=== WORKING DATA ===

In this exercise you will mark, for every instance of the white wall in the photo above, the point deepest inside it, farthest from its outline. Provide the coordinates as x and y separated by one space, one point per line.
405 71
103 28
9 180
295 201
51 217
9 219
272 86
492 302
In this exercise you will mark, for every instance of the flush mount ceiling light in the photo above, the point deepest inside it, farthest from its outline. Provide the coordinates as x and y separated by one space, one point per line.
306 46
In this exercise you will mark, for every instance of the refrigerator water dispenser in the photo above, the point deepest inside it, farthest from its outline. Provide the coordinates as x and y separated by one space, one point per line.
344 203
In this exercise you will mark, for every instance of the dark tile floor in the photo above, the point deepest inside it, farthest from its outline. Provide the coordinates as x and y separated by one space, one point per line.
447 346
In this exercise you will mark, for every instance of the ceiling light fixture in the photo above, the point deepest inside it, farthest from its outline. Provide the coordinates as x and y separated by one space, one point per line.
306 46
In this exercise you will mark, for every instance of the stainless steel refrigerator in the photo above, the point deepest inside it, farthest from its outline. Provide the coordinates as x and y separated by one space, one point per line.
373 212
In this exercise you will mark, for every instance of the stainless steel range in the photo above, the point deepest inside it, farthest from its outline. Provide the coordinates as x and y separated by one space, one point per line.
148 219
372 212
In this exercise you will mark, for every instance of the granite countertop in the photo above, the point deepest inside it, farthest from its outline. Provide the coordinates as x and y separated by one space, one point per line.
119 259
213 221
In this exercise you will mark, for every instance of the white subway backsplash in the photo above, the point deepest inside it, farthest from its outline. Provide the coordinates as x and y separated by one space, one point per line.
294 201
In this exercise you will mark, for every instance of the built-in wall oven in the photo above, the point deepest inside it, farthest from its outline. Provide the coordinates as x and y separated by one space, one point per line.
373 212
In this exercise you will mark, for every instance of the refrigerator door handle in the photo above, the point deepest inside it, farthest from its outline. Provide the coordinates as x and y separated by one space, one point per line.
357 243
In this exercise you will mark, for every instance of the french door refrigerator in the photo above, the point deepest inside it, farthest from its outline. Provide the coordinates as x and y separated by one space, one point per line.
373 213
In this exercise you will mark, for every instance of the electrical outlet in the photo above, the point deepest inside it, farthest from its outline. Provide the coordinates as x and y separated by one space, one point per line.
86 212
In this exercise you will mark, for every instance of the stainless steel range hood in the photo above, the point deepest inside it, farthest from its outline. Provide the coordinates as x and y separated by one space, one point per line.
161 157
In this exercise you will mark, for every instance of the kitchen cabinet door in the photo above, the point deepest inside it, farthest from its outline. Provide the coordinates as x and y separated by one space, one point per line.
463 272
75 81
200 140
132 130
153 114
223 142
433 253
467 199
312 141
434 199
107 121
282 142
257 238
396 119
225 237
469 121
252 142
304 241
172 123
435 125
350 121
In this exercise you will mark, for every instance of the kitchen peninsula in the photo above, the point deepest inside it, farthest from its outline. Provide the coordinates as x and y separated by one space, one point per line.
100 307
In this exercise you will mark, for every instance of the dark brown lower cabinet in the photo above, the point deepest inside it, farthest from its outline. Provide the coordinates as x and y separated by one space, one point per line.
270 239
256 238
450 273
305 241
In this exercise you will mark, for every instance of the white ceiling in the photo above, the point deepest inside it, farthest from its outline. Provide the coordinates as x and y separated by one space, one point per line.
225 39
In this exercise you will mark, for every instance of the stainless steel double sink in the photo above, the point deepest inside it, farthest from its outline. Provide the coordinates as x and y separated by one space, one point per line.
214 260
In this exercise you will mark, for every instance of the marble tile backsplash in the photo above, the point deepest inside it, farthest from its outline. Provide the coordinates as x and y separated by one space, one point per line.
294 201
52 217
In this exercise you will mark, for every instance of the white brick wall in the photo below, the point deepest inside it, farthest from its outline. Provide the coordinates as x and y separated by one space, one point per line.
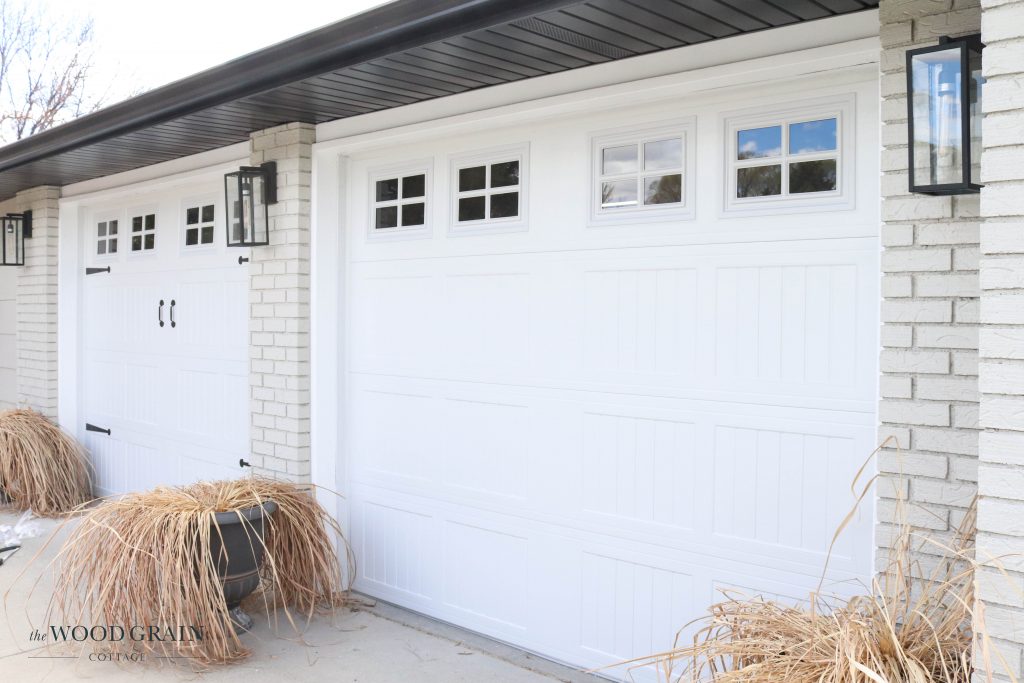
36 308
280 309
931 289
1000 472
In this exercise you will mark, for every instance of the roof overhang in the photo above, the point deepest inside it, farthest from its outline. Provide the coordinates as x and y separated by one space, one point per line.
400 53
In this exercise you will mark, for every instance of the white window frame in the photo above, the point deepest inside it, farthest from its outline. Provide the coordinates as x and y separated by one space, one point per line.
142 211
643 213
105 217
486 224
841 109
421 167
198 201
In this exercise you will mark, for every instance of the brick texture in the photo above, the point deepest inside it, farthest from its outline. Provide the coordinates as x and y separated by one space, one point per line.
930 309
279 286
36 306
1000 471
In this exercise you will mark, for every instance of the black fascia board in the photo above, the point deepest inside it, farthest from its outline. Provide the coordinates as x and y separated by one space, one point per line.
386 30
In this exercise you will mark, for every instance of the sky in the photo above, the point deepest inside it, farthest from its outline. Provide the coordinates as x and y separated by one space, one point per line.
142 44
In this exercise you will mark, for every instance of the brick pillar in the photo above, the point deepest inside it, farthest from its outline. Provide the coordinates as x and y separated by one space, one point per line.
1000 481
930 309
279 286
36 307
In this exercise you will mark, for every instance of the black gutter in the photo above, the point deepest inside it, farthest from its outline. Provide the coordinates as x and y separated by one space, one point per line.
383 31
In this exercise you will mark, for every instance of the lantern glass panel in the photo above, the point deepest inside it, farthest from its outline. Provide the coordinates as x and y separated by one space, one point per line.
938 128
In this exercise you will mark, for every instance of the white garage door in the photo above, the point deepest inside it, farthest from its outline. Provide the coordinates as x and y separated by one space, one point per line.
164 363
571 428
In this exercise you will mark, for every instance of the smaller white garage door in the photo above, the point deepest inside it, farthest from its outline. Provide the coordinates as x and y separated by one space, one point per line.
164 333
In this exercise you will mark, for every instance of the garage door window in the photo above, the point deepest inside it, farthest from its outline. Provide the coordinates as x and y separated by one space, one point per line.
787 160
489 190
107 238
641 175
143 232
199 225
398 201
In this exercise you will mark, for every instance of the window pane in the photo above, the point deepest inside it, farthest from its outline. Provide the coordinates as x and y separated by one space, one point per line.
663 188
472 178
759 181
619 160
505 205
812 136
756 142
412 214
663 154
812 176
505 174
386 217
619 194
471 208
414 185
387 190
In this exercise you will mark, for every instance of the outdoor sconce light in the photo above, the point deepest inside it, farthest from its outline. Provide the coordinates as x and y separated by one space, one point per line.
15 226
248 193
943 85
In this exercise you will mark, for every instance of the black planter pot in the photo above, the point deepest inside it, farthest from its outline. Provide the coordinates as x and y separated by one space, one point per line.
240 555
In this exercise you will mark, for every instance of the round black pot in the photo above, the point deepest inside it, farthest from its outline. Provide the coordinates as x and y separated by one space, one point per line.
240 555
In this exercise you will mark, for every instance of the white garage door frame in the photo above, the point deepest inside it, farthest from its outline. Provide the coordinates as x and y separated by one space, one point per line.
775 77
158 185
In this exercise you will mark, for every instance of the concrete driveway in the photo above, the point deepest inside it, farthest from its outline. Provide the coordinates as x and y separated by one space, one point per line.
372 644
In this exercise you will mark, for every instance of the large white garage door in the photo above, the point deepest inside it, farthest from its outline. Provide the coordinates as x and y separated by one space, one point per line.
571 431
164 359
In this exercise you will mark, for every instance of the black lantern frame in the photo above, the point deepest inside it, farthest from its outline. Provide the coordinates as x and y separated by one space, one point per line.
970 48
14 229
248 195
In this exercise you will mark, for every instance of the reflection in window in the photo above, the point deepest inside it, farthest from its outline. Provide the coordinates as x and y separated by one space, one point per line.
488 191
199 225
399 201
143 232
804 156
107 238
627 180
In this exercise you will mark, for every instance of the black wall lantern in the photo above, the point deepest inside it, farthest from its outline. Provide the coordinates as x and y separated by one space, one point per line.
15 228
943 84
248 193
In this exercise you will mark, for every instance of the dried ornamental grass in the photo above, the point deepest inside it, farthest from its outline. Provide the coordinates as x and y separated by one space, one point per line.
914 627
41 468
143 560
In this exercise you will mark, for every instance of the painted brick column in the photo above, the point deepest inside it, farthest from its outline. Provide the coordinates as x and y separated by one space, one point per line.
1000 482
930 309
279 285
36 306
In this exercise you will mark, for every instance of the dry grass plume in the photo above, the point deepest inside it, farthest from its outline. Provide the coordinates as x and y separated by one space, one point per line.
41 467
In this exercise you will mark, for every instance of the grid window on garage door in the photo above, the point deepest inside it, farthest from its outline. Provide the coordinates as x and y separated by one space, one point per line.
199 225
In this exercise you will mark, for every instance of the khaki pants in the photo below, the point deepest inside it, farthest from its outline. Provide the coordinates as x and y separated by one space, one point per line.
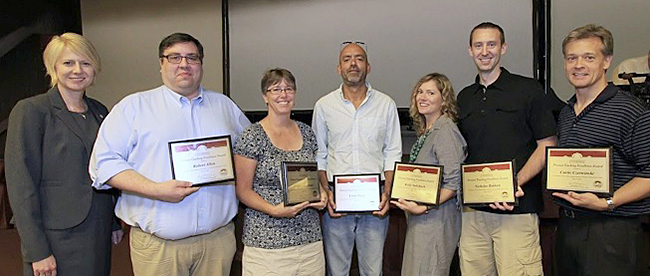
500 244
301 260
209 254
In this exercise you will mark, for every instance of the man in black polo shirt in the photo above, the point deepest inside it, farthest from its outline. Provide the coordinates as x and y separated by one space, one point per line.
602 236
503 117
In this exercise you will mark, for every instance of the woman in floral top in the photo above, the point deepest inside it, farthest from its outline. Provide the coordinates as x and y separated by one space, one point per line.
278 239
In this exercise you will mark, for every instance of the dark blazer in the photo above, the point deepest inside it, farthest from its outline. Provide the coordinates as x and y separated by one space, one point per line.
47 158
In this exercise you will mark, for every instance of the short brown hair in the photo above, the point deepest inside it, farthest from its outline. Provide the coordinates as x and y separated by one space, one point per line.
275 76
449 106
77 44
591 31
488 25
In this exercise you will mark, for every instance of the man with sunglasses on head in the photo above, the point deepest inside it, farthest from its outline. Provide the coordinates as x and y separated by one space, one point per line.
176 229
358 131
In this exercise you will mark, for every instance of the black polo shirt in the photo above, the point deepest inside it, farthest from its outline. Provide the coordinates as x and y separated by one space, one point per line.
618 119
503 122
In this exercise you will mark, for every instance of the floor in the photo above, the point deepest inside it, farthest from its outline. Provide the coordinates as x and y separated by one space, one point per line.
11 260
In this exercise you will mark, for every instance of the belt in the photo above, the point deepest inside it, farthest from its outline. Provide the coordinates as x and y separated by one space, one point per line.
577 214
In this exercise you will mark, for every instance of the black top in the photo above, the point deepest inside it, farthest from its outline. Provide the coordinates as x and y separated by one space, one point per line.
502 122
617 119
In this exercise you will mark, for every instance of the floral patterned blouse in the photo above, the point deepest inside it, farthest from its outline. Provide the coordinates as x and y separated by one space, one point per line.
260 229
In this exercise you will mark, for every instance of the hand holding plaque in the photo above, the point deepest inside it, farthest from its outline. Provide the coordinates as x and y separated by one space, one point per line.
300 182
579 170
202 161
487 183
417 182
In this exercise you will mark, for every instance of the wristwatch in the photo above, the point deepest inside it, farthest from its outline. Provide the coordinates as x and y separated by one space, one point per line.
610 204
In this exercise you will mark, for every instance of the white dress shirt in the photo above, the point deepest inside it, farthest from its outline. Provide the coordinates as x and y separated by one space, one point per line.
354 141
134 136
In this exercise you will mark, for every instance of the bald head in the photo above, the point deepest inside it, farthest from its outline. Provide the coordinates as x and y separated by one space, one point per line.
353 65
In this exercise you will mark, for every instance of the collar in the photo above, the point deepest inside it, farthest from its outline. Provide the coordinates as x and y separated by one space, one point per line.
500 83
57 100
442 120
607 93
180 99
369 93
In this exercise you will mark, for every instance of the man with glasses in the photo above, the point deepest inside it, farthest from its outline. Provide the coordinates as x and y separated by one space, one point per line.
503 117
177 229
358 131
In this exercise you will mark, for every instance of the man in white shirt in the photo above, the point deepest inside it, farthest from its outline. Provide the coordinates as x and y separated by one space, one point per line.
639 65
177 229
358 131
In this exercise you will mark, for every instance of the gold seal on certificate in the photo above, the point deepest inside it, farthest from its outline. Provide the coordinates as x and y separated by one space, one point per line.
488 183
202 161
417 182
579 170
357 193
300 182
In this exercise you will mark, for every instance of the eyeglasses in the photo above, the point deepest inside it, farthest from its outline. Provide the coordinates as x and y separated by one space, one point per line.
278 91
176 59
360 43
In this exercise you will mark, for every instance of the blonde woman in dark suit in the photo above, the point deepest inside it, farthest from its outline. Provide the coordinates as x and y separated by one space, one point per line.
64 225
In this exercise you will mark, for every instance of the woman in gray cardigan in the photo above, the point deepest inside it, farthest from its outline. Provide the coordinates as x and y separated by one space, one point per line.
433 234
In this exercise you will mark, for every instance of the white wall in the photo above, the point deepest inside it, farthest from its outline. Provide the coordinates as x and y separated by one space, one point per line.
406 39
126 34
626 19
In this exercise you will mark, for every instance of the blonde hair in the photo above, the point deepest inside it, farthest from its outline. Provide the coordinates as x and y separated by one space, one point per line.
449 106
77 44
591 31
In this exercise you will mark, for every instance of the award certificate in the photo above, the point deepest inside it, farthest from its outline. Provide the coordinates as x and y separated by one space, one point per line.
357 193
417 182
488 183
579 170
300 182
203 161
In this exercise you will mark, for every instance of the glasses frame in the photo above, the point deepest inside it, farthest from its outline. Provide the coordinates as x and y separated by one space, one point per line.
200 59
280 90
360 43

===

→ **SHORT TASK**
Give back exactly the lines that run from the line with "of the award" through the close of the material, counting both ends, and nothing more.

→ **WRITTEN ANSWER**
In this exercise you will mark, for every instance of the award certificate in the photo above, the point deepest inside it, farthest from its outline. Provide the coordinates as x and y separated by one space, one point per line.
357 193
417 182
488 183
579 170
300 182
203 161
In this exercise you will mark, for every instance of the glasses frame in the photo above, the point deepest inside it, farthest from its outline. Provide the coordinates as x and y separated by one space, one point per line.
200 59
280 90
360 43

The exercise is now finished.